Recorded information:

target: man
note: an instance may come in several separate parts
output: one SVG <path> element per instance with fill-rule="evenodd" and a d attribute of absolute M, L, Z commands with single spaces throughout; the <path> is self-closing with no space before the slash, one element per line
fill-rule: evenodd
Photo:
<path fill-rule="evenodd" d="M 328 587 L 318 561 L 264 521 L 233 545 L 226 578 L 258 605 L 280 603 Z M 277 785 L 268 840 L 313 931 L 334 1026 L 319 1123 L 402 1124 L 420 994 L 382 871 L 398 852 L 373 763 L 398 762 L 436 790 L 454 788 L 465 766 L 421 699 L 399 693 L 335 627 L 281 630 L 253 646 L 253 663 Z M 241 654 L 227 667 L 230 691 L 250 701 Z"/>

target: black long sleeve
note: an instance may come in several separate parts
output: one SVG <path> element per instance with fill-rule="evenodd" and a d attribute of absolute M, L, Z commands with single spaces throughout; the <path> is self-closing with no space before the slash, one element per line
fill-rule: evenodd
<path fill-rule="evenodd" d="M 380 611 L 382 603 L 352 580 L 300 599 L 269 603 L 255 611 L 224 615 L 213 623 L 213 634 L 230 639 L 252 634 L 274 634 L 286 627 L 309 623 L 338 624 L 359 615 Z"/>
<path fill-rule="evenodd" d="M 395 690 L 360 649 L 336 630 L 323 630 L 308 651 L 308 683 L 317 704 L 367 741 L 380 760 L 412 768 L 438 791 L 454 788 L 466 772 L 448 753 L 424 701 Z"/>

Written task: Copy out the rows above, changing "separate parts" to "disconnected pieces" and leaving the rest as it is.

Solution to the problem:
target: man
note: an instance may come in several disconnected pieces
output: one SVG <path> element per instance with fill-rule="evenodd" and a d attribute of absolute M, L, Z commands with single spaces throughout; the <path> is self-closing with no space before the slash, one element per line
fill-rule: evenodd
Photo:
<path fill-rule="evenodd" d="M 328 587 L 318 561 L 264 521 L 233 545 L 226 578 L 258 605 L 280 603 Z M 277 785 L 268 840 L 313 931 L 334 1026 L 319 1123 L 402 1124 L 420 994 L 382 871 L 398 852 L 373 763 L 398 762 L 436 790 L 454 788 L 465 766 L 421 699 L 399 693 L 335 627 L 281 630 L 253 646 L 253 663 Z M 241 654 L 227 667 L 230 691 L 250 701 Z"/>

target: black long sleeve
note: an instance may come in several disconnected pieces
output: one SVG <path> element per instance with fill-rule="evenodd" and a d attribute of absolute M, L, Z commands with single spaces throughout; the <path> is self-closing with no space before the slash, one element per line
fill-rule: evenodd
<path fill-rule="evenodd" d="M 380 611 L 382 603 L 352 580 L 300 599 L 269 603 L 255 611 L 224 615 L 213 623 L 213 634 L 230 639 L 252 634 L 274 634 L 286 627 L 309 623 L 338 624 L 359 615 Z"/>
<path fill-rule="evenodd" d="M 395 690 L 360 649 L 336 630 L 323 630 L 308 651 L 308 683 L 317 704 L 367 741 L 380 760 L 412 768 L 438 791 L 454 788 L 466 772 L 448 753 L 424 701 Z"/>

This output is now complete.